> _YOUR OBJECTIVE_: Please count the lines in the records below that contain the word "dress", and reply with that number only.

**** ITEMS ****

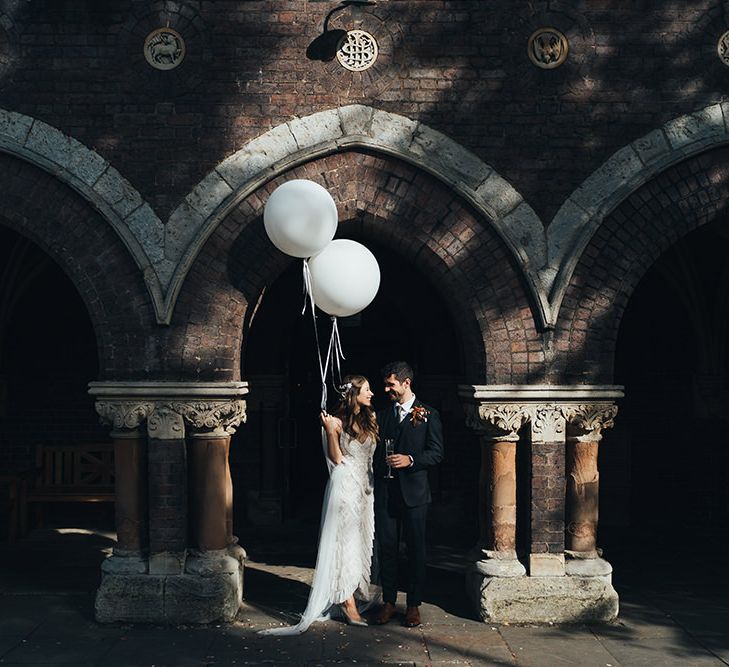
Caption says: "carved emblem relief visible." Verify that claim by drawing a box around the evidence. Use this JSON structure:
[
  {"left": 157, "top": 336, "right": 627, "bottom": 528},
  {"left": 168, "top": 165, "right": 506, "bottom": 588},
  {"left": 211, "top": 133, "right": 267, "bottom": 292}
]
[
  {"left": 528, "top": 28, "right": 569, "bottom": 69},
  {"left": 716, "top": 30, "right": 729, "bottom": 67},
  {"left": 322, "top": 3, "right": 407, "bottom": 100},
  {"left": 144, "top": 28, "right": 185, "bottom": 70},
  {"left": 337, "top": 30, "right": 378, "bottom": 72}
]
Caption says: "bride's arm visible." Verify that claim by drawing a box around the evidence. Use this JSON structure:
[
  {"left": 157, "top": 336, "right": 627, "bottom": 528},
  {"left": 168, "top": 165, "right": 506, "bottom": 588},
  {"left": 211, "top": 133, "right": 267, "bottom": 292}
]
[{"left": 321, "top": 412, "right": 342, "bottom": 465}]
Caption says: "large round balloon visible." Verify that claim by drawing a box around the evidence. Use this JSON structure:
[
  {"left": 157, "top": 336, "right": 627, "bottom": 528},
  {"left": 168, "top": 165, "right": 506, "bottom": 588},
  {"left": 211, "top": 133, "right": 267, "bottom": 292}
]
[
  {"left": 263, "top": 179, "right": 337, "bottom": 257},
  {"left": 309, "top": 239, "right": 380, "bottom": 317}
]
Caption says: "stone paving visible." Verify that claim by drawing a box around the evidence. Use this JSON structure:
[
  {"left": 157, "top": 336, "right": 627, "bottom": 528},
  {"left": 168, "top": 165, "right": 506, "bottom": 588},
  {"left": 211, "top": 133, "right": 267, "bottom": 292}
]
[{"left": 0, "top": 529, "right": 729, "bottom": 667}]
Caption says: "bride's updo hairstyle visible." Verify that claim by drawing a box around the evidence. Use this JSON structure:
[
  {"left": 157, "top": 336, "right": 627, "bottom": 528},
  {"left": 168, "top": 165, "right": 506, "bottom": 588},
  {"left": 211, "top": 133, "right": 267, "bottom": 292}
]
[{"left": 335, "top": 375, "right": 380, "bottom": 440}]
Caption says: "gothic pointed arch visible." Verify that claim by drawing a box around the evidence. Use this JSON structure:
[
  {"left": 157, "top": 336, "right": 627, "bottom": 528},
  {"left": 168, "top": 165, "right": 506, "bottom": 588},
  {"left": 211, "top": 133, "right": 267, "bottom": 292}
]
[
  {"left": 165, "top": 105, "right": 549, "bottom": 330},
  {"left": 542, "top": 102, "right": 729, "bottom": 323},
  {"left": 552, "top": 146, "right": 729, "bottom": 383},
  {"left": 0, "top": 108, "right": 165, "bottom": 316},
  {"left": 172, "top": 150, "right": 545, "bottom": 383}
]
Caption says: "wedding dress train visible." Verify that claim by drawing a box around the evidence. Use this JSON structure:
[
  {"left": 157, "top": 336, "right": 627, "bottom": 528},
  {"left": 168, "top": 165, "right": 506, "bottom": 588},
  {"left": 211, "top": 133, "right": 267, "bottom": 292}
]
[{"left": 260, "top": 431, "right": 376, "bottom": 635}]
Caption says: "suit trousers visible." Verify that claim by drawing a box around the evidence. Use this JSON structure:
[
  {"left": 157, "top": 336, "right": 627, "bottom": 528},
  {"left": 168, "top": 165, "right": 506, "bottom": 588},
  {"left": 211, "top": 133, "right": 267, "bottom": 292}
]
[{"left": 375, "top": 478, "right": 428, "bottom": 607}]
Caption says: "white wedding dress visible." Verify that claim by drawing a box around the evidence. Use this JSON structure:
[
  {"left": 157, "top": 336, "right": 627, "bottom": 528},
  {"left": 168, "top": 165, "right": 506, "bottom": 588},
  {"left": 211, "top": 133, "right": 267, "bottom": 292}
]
[{"left": 260, "top": 431, "right": 376, "bottom": 635}]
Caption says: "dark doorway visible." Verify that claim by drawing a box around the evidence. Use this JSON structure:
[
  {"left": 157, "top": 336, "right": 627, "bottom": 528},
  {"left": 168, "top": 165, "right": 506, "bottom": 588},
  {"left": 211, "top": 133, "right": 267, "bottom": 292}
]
[
  {"left": 600, "top": 220, "right": 729, "bottom": 584},
  {"left": 232, "top": 241, "right": 480, "bottom": 546},
  {"left": 0, "top": 227, "right": 106, "bottom": 540}
]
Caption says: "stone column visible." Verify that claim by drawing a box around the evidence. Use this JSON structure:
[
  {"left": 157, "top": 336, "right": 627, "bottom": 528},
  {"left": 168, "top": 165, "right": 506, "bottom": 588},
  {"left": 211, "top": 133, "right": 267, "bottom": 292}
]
[
  {"left": 89, "top": 382, "right": 248, "bottom": 623},
  {"left": 565, "top": 404, "right": 618, "bottom": 574},
  {"left": 96, "top": 401, "right": 153, "bottom": 573},
  {"left": 173, "top": 400, "right": 246, "bottom": 620},
  {"left": 471, "top": 405, "right": 527, "bottom": 576},
  {"left": 147, "top": 402, "right": 188, "bottom": 575},
  {"left": 466, "top": 403, "right": 527, "bottom": 620},
  {"left": 529, "top": 404, "right": 565, "bottom": 577}
]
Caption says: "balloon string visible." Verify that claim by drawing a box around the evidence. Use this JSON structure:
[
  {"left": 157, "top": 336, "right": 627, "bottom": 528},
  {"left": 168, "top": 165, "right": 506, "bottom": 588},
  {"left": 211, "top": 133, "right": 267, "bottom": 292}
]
[
  {"left": 324, "top": 317, "right": 345, "bottom": 389},
  {"left": 301, "top": 260, "right": 346, "bottom": 410},
  {"left": 301, "top": 260, "right": 331, "bottom": 410}
]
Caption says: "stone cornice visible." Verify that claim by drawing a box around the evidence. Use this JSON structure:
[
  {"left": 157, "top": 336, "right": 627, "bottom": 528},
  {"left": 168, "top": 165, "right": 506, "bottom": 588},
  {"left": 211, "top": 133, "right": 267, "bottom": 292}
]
[
  {"left": 89, "top": 382, "right": 248, "bottom": 440},
  {"left": 459, "top": 385, "right": 623, "bottom": 443},
  {"left": 458, "top": 384, "right": 625, "bottom": 404},
  {"left": 89, "top": 381, "right": 248, "bottom": 401}
]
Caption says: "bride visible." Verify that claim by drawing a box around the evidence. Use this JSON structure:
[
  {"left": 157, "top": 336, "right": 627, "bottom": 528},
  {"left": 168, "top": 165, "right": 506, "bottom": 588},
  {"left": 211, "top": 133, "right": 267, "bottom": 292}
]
[{"left": 261, "top": 375, "right": 378, "bottom": 635}]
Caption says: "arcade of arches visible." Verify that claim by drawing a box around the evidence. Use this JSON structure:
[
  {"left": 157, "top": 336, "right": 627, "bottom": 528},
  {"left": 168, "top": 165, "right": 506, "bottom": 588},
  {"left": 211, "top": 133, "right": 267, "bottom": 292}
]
[{"left": 0, "top": 142, "right": 729, "bottom": 622}]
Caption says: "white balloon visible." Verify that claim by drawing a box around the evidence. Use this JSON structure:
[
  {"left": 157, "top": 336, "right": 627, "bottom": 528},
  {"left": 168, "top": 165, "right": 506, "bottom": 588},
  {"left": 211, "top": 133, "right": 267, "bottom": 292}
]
[
  {"left": 263, "top": 179, "right": 337, "bottom": 257},
  {"left": 309, "top": 239, "right": 380, "bottom": 317}
]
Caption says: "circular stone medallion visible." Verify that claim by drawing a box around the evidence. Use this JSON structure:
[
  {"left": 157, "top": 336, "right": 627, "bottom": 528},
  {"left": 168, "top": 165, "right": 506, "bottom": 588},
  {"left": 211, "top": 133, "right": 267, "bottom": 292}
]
[
  {"left": 716, "top": 30, "right": 729, "bottom": 67},
  {"left": 528, "top": 28, "right": 569, "bottom": 69},
  {"left": 337, "top": 30, "right": 378, "bottom": 72},
  {"left": 144, "top": 28, "right": 185, "bottom": 70}
]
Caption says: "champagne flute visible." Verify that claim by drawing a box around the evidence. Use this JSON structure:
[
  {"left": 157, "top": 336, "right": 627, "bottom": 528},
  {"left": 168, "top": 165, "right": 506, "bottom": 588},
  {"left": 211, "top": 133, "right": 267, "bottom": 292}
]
[{"left": 385, "top": 438, "right": 395, "bottom": 479}]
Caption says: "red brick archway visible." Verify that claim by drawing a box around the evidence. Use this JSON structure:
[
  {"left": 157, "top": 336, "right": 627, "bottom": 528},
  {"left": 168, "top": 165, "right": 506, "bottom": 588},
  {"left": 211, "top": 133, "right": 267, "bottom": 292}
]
[
  {"left": 0, "top": 154, "right": 154, "bottom": 379},
  {"left": 173, "top": 151, "right": 544, "bottom": 383},
  {"left": 551, "top": 148, "right": 729, "bottom": 384}
]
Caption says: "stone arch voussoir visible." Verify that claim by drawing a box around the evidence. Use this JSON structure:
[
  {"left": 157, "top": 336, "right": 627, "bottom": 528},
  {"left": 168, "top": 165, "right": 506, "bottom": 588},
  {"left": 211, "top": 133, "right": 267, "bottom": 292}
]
[
  {"left": 540, "top": 102, "right": 729, "bottom": 325},
  {"left": 158, "top": 105, "right": 549, "bottom": 323},
  {"left": 178, "top": 149, "right": 544, "bottom": 383},
  {"left": 0, "top": 109, "right": 164, "bottom": 319},
  {"left": 554, "top": 145, "right": 729, "bottom": 383}
]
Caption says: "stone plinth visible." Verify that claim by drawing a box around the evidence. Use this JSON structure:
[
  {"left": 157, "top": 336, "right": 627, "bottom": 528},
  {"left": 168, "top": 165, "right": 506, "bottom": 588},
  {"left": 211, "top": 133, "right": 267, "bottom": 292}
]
[
  {"left": 466, "top": 566, "right": 618, "bottom": 623},
  {"left": 96, "top": 545, "right": 246, "bottom": 623}
]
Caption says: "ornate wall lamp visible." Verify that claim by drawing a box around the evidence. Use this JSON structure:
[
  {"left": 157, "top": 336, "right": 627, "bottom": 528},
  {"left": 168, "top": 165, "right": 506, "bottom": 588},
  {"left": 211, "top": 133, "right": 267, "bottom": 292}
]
[{"left": 306, "top": 0, "right": 378, "bottom": 72}]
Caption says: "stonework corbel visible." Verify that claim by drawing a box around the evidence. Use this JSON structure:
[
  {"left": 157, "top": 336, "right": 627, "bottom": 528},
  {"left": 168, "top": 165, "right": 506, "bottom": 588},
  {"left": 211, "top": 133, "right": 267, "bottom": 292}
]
[
  {"left": 147, "top": 405, "right": 185, "bottom": 440},
  {"left": 95, "top": 401, "right": 154, "bottom": 436},
  {"left": 167, "top": 400, "right": 246, "bottom": 438},
  {"left": 467, "top": 403, "right": 529, "bottom": 442},
  {"left": 563, "top": 403, "right": 618, "bottom": 442}
]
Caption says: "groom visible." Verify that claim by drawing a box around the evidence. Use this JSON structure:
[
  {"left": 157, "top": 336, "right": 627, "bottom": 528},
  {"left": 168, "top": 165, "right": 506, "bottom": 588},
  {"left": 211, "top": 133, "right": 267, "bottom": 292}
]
[{"left": 374, "top": 361, "right": 443, "bottom": 628}]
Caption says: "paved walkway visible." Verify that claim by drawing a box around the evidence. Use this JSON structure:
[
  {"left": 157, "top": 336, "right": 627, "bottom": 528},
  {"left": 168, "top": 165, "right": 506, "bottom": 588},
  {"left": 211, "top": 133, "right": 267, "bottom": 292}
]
[{"left": 0, "top": 529, "right": 729, "bottom": 667}]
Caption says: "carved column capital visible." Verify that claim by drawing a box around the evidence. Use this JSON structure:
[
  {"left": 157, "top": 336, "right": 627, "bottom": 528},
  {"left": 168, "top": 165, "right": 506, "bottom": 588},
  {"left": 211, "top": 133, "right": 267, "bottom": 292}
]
[
  {"left": 466, "top": 403, "right": 529, "bottom": 442},
  {"left": 563, "top": 403, "right": 618, "bottom": 442},
  {"left": 95, "top": 401, "right": 154, "bottom": 436},
  {"left": 89, "top": 381, "right": 248, "bottom": 440},
  {"left": 167, "top": 399, "right": 246, "bottom": 438},
  {"left": 147, "top": 405, "right": 185, "bottom": 440},
  {"left": 529, "top": 404, "right": 565, "bottom": 442}
]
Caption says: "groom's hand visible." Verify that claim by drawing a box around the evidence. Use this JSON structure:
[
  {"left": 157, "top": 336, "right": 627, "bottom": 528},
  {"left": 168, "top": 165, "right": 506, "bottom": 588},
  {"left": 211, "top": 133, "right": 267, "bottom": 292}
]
[{"left": 385, "top": 454, "right": 412, "bottom": 468}]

****

> _FULL ANSWER_: 2